Find the line below that contains "Where in the photo above can the monk in". Transcribe it and every line after it exactly, adding nothing.

Excerpts from a dataset:

-------

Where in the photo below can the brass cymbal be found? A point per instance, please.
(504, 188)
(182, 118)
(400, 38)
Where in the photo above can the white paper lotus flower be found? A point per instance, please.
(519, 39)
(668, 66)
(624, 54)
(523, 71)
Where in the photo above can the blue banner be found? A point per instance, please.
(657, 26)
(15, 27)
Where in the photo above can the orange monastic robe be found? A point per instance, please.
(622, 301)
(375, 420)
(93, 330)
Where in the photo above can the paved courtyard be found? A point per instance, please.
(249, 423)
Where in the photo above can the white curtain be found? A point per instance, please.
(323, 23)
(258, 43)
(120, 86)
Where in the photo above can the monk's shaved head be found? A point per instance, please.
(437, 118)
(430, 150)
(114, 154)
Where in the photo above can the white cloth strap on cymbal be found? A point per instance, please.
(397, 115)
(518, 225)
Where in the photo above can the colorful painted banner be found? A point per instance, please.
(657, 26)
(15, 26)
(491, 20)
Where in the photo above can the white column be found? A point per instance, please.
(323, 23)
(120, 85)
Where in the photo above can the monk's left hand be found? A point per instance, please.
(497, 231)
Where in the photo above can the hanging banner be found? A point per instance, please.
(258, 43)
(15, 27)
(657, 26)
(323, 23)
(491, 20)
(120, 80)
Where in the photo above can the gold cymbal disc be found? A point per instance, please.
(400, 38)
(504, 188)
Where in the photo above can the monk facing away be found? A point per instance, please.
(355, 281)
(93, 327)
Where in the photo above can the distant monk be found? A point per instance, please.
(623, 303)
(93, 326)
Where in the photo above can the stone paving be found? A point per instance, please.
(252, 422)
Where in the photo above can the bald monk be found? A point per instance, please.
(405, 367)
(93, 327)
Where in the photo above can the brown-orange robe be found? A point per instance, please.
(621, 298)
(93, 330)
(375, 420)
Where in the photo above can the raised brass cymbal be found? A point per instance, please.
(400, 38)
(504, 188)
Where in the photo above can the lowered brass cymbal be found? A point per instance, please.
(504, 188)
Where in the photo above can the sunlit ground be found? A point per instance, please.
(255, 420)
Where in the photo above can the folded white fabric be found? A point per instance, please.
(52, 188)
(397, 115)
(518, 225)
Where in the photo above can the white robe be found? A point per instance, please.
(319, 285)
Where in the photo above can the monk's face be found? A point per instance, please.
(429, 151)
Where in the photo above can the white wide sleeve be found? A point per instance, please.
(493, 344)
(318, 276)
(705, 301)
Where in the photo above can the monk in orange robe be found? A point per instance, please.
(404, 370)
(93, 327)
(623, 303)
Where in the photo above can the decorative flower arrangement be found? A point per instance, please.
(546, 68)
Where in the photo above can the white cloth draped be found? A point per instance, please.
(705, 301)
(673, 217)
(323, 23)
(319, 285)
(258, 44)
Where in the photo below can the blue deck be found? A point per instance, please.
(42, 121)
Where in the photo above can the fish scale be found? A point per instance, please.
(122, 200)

-------

* [Answer to this task]:
Where in the photo above can the monk in orange robe be found? A point per instance, please.
(404, 370)
(93, 327)
(623, 303)
Where in the photo above can the decorative flower arrangement be found? A point per instance, please.
(546, 68)
Where in the photo above can the white cloth draped be found? A point per instance, please.
(705, 301)
(673, 217)
(323, 23)
(319, 285)
(258, 44)
Where in the photo below can the blue deck be found? A point per instance, please.
(42, 121)
Where in the photo above can the fish scale be found? A point per instance, please.
(122, 200)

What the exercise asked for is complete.